[Stated problem 1]:
Answer these questions using the text about Jörg Tauss:
(a) In which city was he born?
(b) What regional party post did he hold in Baden-Württemberg?
(c) On what day did he resign from all government posts?
[Stated problem 2]: Can you transcribe the part of the text about Jörg Tauss that begins with the words containing "On 6 March 2009, his" and ends with "websites is ineffective."?

[Text block]:

--- BEGIN ---

Jörg Tauss (born 5 July 1953) is a German politician and former member of the Social Democratic Party of Germany (SPD). He was born in Stuttgart. From 2000 to 2009, Tauss was the spokesperson of the Education and Research workgroup of the SPD in the Bundestag. He also served within that time as regional party general secretary for Baden-Württemberg.

On 6 March 2009, his home and offices in Berlin and Karlsruhe were raided by the LKAs of both Berlin and Baden-Württemberg in a search for child pornography which he had allegedly obtained on his mobile phone. Although he claimed that the raid and investigation were politically motivated, he resigned from all government posts on 7 March, and was stripped of his parliamentary immunity on the same day. Prosecutors began the investigation after they had obtained access to phone numbers and addresses found on the mobile phone of a Bremerhaven man who was suspected of participation in a child pornography ring. He stated on 11 March that he had purchased the material only for investigation purposes pertinent to his office. He reports that his research suggests that child pornography is typically distributed by MMS and traditional mail, so that blocking websites is ineffective.

--- END ---

[Material supplied]:

--- BEGIN ---

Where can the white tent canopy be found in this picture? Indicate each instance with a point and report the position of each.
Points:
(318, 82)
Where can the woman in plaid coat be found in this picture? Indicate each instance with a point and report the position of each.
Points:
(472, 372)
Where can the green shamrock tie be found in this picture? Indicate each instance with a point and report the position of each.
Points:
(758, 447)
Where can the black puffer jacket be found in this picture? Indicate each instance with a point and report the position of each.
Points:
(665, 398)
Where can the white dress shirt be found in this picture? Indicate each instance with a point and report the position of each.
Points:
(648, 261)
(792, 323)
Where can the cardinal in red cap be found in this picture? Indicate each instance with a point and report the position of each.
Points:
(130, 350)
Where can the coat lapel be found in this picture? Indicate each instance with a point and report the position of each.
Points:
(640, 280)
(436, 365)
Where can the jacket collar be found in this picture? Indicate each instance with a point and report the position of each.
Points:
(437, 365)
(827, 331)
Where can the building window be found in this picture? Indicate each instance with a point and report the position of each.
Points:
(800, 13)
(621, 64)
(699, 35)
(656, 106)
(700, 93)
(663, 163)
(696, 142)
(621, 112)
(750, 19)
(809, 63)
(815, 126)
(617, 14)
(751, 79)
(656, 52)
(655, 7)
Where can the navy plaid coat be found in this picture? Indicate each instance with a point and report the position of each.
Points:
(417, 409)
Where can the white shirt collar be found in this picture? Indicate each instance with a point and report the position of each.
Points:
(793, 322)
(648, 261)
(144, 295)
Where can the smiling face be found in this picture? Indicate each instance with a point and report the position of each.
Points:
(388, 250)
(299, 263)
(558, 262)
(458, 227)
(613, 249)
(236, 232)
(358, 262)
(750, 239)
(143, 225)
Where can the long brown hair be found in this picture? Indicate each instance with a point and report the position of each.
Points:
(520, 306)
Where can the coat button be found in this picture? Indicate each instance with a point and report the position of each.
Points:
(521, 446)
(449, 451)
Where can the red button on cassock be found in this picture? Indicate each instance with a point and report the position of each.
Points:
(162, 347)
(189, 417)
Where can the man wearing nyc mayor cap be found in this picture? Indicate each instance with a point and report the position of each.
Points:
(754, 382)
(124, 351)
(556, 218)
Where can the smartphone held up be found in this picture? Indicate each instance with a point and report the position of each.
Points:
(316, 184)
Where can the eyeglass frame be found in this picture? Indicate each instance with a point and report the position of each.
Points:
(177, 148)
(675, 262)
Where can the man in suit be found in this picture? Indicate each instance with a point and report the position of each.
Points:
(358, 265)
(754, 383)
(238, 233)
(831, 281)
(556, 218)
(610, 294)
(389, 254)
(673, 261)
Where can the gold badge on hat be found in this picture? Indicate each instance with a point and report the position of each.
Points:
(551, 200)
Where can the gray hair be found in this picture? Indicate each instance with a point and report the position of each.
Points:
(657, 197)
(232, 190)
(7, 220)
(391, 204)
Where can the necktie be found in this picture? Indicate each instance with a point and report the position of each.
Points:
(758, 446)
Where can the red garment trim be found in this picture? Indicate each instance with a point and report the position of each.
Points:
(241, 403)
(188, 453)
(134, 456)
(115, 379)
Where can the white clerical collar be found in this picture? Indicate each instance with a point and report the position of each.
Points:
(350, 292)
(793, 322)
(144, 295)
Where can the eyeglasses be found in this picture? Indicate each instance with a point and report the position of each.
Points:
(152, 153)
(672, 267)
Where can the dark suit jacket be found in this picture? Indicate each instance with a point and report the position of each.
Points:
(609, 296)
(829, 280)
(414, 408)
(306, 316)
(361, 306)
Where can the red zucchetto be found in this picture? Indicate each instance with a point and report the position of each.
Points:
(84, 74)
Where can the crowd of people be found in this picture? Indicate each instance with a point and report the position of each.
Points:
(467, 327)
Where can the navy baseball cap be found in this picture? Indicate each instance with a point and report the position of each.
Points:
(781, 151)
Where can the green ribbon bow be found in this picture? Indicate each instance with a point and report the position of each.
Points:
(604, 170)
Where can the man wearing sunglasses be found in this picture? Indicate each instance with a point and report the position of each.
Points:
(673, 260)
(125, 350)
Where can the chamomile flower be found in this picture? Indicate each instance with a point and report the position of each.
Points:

--- END ---

[Output 1]:
(a) Stuttgart
(b) Regional party general secretary
(c) 7 March

[Output 2]:
On 6 March 2009, his home and offices in Berlin and Karlsruhe were raided by the LKAs of both Berlin and Baden-Württemberg in a search for child pornography which he had allegedly obtained on his mobile phone. Although he claimed that the raid and investigation were politically motivated, he resigned from all government posts on 7 March, and was stripped of his parliamentary immunity on the same day. Prosecutors began the investigation after they had obtained access to phone numbers and addresses found on the mobile phone of a Bremerhaven man who was suspected of participation in a child pornography ring. He stated on 11 March that he had purchased the material only for investigation purposes pertinent to his office. He reports that his research suggests that child pornography is typically distributed by MMS and traditional mail, so that blocking websites is ineffective.